++++ Dataset ++++
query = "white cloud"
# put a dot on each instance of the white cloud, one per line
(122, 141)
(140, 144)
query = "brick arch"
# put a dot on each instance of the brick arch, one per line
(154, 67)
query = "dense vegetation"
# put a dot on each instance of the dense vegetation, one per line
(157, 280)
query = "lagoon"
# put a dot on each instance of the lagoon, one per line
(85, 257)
++++
++++ Dataset ++++
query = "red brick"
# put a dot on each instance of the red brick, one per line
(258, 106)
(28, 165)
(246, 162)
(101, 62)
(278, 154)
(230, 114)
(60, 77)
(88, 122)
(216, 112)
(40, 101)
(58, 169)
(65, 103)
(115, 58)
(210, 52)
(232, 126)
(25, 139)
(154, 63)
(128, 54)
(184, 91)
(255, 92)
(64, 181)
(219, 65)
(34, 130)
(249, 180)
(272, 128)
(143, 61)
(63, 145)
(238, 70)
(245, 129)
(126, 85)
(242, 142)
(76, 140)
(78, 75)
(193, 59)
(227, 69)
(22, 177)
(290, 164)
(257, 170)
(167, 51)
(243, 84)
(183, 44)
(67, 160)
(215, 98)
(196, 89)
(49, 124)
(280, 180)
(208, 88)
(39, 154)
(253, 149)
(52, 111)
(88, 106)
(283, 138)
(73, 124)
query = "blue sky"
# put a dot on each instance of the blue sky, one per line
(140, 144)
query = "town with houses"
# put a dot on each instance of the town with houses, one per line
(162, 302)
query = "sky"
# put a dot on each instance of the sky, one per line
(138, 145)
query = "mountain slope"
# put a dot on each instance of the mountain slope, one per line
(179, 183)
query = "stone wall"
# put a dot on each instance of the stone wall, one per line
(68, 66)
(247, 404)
++++
▶ [Activity]: Search the material for "query" and copy each matching line.

▶ [Exercise answer]:
query = "white cloud"
query = "brick arch"
query = "dense vegetation"
query = "lagoon"
query = "red brick"
query = "blue sky"
query = "town with houses"
query = "sky"
query = "mountain slope"
query = "stone wall"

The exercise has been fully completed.